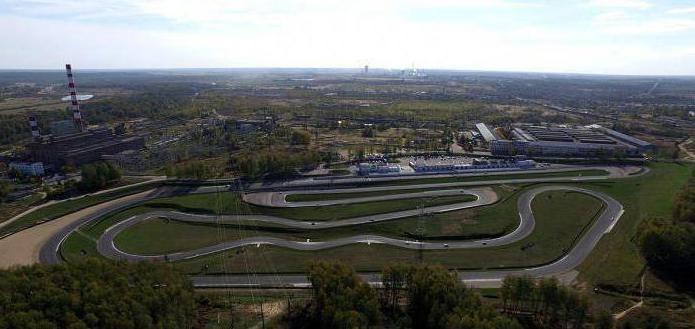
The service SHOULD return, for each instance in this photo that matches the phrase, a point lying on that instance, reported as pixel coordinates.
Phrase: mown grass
(66, 207)
(487, 177)
(616, 259)
(11, 209)
(160, 236)
(352, 195)
(231, 203)
(561, 217)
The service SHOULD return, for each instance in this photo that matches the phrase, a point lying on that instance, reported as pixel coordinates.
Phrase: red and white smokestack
(34, 127)
(76, 114)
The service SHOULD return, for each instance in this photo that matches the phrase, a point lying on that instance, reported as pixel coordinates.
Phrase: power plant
(82, 144)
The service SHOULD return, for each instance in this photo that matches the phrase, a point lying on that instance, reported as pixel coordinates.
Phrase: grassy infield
(615, 260)
(63, 208)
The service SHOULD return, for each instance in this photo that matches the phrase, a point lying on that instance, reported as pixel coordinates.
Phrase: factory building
(83, 147)
(562, 141)
(446, 164)
(367, 168)
(28, 168)
(72, 143)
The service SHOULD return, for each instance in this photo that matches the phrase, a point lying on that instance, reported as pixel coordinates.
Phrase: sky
(572, 36)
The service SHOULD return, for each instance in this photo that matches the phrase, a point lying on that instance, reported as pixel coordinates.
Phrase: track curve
(607, 219)
(49, 252)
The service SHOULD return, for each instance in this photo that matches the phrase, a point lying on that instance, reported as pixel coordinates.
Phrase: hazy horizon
(606, 37)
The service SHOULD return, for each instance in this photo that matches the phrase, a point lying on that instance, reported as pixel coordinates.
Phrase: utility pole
(420, 230)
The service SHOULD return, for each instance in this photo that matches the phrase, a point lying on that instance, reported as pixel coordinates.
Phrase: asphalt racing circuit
(606, 220)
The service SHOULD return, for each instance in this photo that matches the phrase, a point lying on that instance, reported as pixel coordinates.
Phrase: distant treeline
(431, 297)
(96, 294)
(669, 244)
(155, 102)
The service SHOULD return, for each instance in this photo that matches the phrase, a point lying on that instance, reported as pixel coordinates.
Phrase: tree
(98, 175)
(436, 298)
(340, 299)
(669, 249)
(95, 294)
(369, 132)
(5, 189)
(300, 137)
(684, 205)
(604, 320)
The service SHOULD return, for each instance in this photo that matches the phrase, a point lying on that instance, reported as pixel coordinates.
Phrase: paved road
(581, 250)
(573, 258)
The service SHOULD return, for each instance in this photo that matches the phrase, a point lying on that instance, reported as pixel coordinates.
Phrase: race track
(609, 216)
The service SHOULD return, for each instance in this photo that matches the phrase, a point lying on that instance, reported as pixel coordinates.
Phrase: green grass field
(63, 208)
(231, 203)
(351, 195)
(485, 177)
(615, 261)
(158, 236)
(11, 209)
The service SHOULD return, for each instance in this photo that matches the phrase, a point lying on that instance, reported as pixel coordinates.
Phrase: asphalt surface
(612, 212)
(573, 258)
(583, 247)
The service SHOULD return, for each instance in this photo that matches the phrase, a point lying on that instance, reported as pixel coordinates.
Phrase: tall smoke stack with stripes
(76, 114)
(34, 127)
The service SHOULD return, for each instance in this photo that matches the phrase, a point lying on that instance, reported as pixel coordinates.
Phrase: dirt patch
(22, 248)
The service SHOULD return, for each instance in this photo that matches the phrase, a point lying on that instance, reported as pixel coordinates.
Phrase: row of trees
(197, 169)
(668, 245)
(413, 297)
(5, 189)
(95, 294)
(98, 175)
(274, 162)
(549, 304)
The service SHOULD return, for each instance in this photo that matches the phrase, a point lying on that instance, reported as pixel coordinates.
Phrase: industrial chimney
(76, 114)
(34, 127)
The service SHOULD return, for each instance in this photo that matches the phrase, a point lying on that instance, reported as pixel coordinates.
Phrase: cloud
(474, 34)
(679, 11)
(631, 4)
(622, 23)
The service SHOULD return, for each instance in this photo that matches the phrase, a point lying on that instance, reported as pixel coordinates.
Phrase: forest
(668, 244)
(432, 297)
(95, 294)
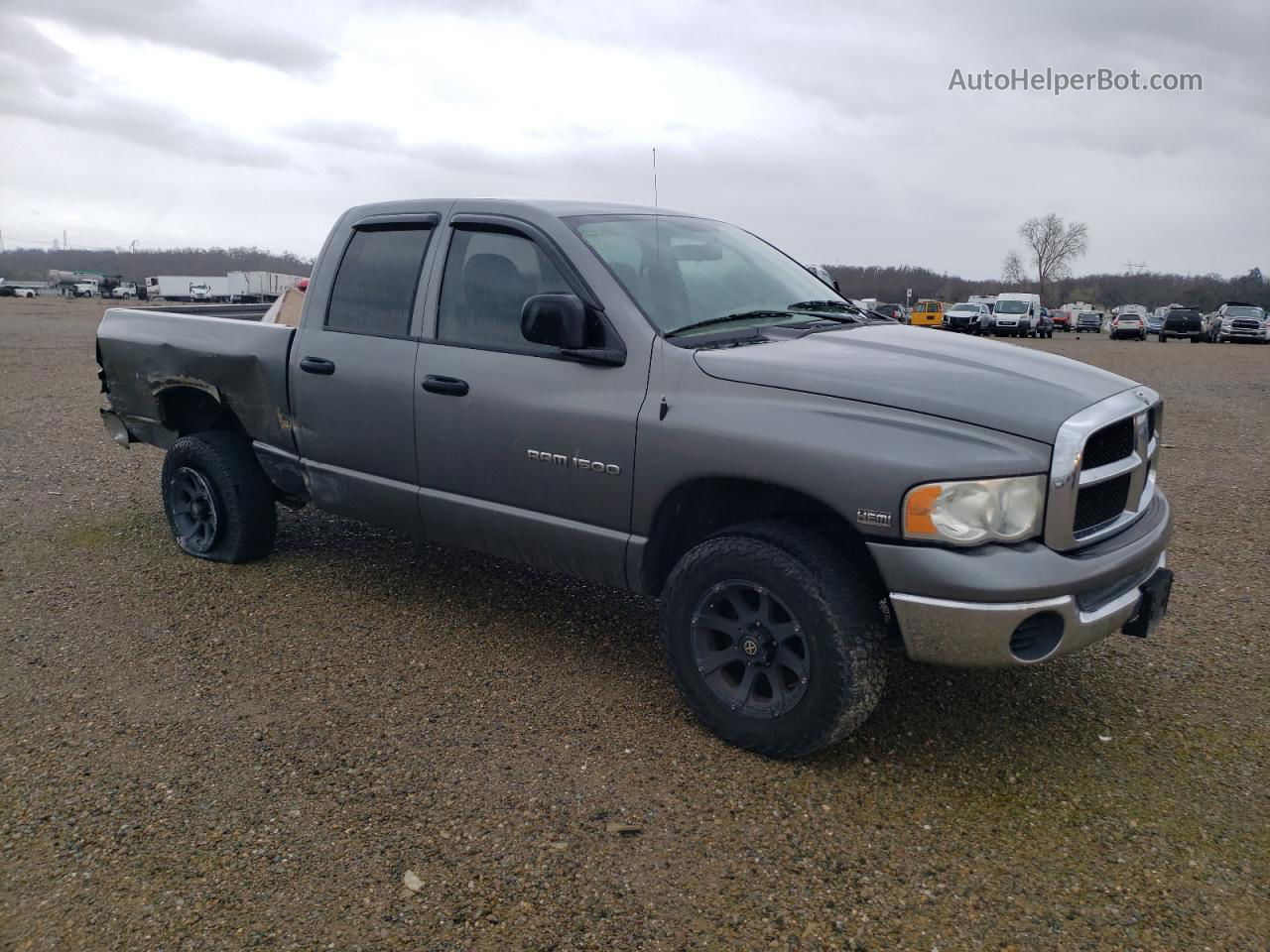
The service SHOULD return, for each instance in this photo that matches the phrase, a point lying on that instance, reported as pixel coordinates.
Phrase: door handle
(318, 365)
(449, 386)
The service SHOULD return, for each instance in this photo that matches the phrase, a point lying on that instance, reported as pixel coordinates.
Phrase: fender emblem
(873, 517)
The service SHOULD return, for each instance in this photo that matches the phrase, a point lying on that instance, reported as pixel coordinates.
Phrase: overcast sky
(826, 127)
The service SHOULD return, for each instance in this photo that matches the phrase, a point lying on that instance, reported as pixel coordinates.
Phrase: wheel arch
(191, 407)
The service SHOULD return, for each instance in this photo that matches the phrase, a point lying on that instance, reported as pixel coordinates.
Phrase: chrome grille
(1102, 472)
(1100, 503)
(1109, 444)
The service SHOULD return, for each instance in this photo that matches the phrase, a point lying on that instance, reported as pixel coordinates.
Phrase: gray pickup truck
(667, 404)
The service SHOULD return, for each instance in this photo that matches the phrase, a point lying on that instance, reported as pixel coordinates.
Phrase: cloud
(42, 81)
(244, 35)
(826, 127)
(353, 135)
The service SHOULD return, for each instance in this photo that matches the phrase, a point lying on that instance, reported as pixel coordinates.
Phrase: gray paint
(243, 363)
(851, 417)
(964, 379)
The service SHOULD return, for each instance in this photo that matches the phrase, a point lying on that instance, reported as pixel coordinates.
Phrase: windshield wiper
(822, 306)
(726, 318)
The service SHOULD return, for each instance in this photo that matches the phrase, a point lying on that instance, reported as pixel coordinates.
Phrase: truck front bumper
(1014, 606)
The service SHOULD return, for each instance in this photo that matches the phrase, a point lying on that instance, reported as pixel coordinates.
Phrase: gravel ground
(200, 757)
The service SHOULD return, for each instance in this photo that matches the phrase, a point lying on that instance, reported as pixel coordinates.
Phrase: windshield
(686, 271)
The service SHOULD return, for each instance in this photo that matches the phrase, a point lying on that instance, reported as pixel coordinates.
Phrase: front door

- - -

• _Activity_
Where images occur in the data above, leave them out and repeat everything else exactly.

• _Your solution_
The service SHOULD return, for each instance in this photo that matches the phrase, a point lying on that instance, reported as pixel coordinates.
Phrase: mown grass
(66, 207)
(487, 177)
(616, 259)
(11, 209)
(160, 236)
(352, 195)
(231, 203)
(561, 217)
The service SHOULD return, for each instance in this photo that matches the phrase, a point lying on that instance, reported as pixel coordinates.
Phrase: red and white smokestack
(34, 127)
(76, 114)
The service SHOULD return, for each instance in this photo that matches the phrase, a point lying on that instance, reported as pixel coordinates.
Phrase: power plant
(82, 144)
The service SHOULD return, for each instance in this photo that matches the phrase, a point lying on that instance, reported as pixel coordinates.
Phrase: grassy infield
(615, 260)
(63, 208)
The service SHOULD return, for each instance in this photo that matches the phrase, a point lying on that instance, reported as pixel coordinates.
Phrase: factory building
(83, 147)
(562, 141)
(446, 164)
(367, 168)
(28, 168)
(72, 143)
The service SHOULD return, for each instance in this photo that matches the phrase, a point lying on that instance, reported as pixel coordinates.
Phrase: sky
(572, 36)
The service SHOULD return, for each instance in this photo that matches the phrase, a point lying on that instance, reported as pixel coordinates.
Phrase: track curve
(607, 219)
(49, 252)
The service SHOULD return, for each instance in this photo that matches the phrase, a point lying on that instance, reported as pixel coordinates.
Phrase: hazy horizon
(606, 37)
The service SHOULD return, for each instance in this photo that matches the phrase, a point lying on that instance, reported as pixel coordinates.
Phrase: utility pole
(420, 230)
The service SHOULD return, for each instance in this photo that matches the phrase, a point lying on that instance, reported as pixel coordinates.
Phrase: asphalt racing circuit
(606, 220)
The service SHOULD return, for each instance in this photo that matches the phrase, a point lying on that instance, reported as pixel coordinates.
Phrase: distant treeline
(431, 297)
(96, 294)
(669, 244)
(155, 102)
The service SHOULD return, for each instance in this photo that matches the phrase, a point lying on that instance, reported as pixel coordinates.
Phrase: tree
(98, 175)
(436, 298)
(340, 299)
(669, 249)
(95, 294)
(369, 132)
(5, 189)
(300, 137)
(684, 205)
(604, 320)
The service SHOULD return, for each instance in this photo that matches the phrase, a point lying on that instance, reported as pixel coordinates.
Phrase: paved road
(581, 250)
(573, 258)
The service SHOULD return, for each instance in this photo that matches the phrase, a point lying on that instance, reported as pixel coordinates.
Phrase: race track
(609, 216)
The service SHOULD return, for each instance in this photo that matches the phrase, a point lying on that instance, reported as pixel coordinates.
Phrase: green grass field
(63, 208)
(231, 203)
(351, 195)
(485, 177)
(615, 261)
(158, 236)
(11, 209)
The service SHOULD return, for each instance in this photo that matches the phrase, a point lying on that instance, reported as pixel coordinates.
Phrase: asphalt surface
(612, 212)
(573, 258)
(583, 247)
The service SHOULD return, for each instance in this photo that matches the phrase, a point lying on that instance, reported as pixel coordinates.
Phrase: tall smoke stack with stripes
(76, 114)
(34, 127)
The service SHOULD return, for each instance in this photo that matches the phrase, a point lying on that instance, reported as pixel coordinates.
Phrase: dirt patch
(22, 248)
The service SHOULD return, for each instance in this photo that matches the phrase, a point lying on that instance, reported as pixel coordinates.
Phrase: row of trees
(197, 169)
(668, 245)
(413, 297)
(5, 189)
(95, 294)
(98, 175)
(274, 162)
(549, 304)
The service SHOULD return, for each instance in this photo that matches the phrase, a point lying on that instance, reported as pixel coordinates.
Phrase: industrial chimney
(76, 114)
(34, 127)
The service SHOULD return, for each instance in this photo that matches the phrase, a point lying on that instance, reported as pixel coordinates.
Phrase: cloud
(474, 34)
(679, 11)
(631, 4)
(622, 23)
The service SHOULD return, for each instance in this photo that matches the phrase, a point lying on that instance, reported as pixel coordinates.
Phrase: forest
(668, 244)
(432, 297)
(95, 294)
The service SHOULD return, for each instance in this photo that matches the phrase, a point lying on that instance, reported as pixel coordinates.
Phrase: door handle
(318, 365)
(449, 386)
The service SHOULD return, for each instance in this photo that matches the phrase, a point lying on that instance, reported as pixel coordinates.
Phrase: fender emblem
(873, 517)
The service SHOULD return, for each instance in this photo that matches the phrase, a point lying on that instance, reported as pixel coordinates.
Phrase: overcast sky
(826, 127)
The service SHOULD return, for each instance in this photo that matches the phrase, a point lying on that instance, reported as pixel coordinates.
Phrase: wheel arch
(191, 407)
The service SHOULD return, for each instance in this photo that matches the phrase, a point lying on that instance, reported as pixel coordinates.
Phrase: chrome grille
(1102, 472)
(1100, 503)
(1109, 444)
The service SHOULD return, for each instance in this photo that matches the phrase, a point lying on that instance, reported as pixel coordinates.
Phrase: gray pickup truck
(667, 404)
The service SHOULD return, for each instance in this photo that matches the phrase, a point lying on that instance, reported as pixel coordinates.
Phrase: cloud
(42, 81)
(244, 35)
(826, 127)
(353, 135)
The service SHOULD return, for each instance in this photo that matches the phrase, a point lying on that instance, reported as pixel coordinates.
Phrase: gray paint
(243, 363)
(851, 417)
(964, 379)
The service SHOULD return, for each instance in this photo that matches the phrase, a point lying on that instance, reported as pixel coordinates.
Phrase: windshield wiper
(822, 306)
(726, 318)
The service SHOULD return, for each instance in this photo that matches the phrase, a point lying on that instance, reported as pixel coordinates.
Phrase: truck front bumper
(1014, 606)
The service SHOULD return, for each instance in this photo that matches the phrase, a point lying on that instance, reported as pixel coordinates.
Phrase: gravel ground
(200, 757)
The service SHOULD return, for each instance in this photo that matches the phrase, a point lying on that instance, reported as pixel coordinates.
Phrase: windshield
(686, 271)
The service SHOULD return, for each instance in this photo that matches the phrase, a point lying on that instance, reported as pixel coordinates.
Phrase: front door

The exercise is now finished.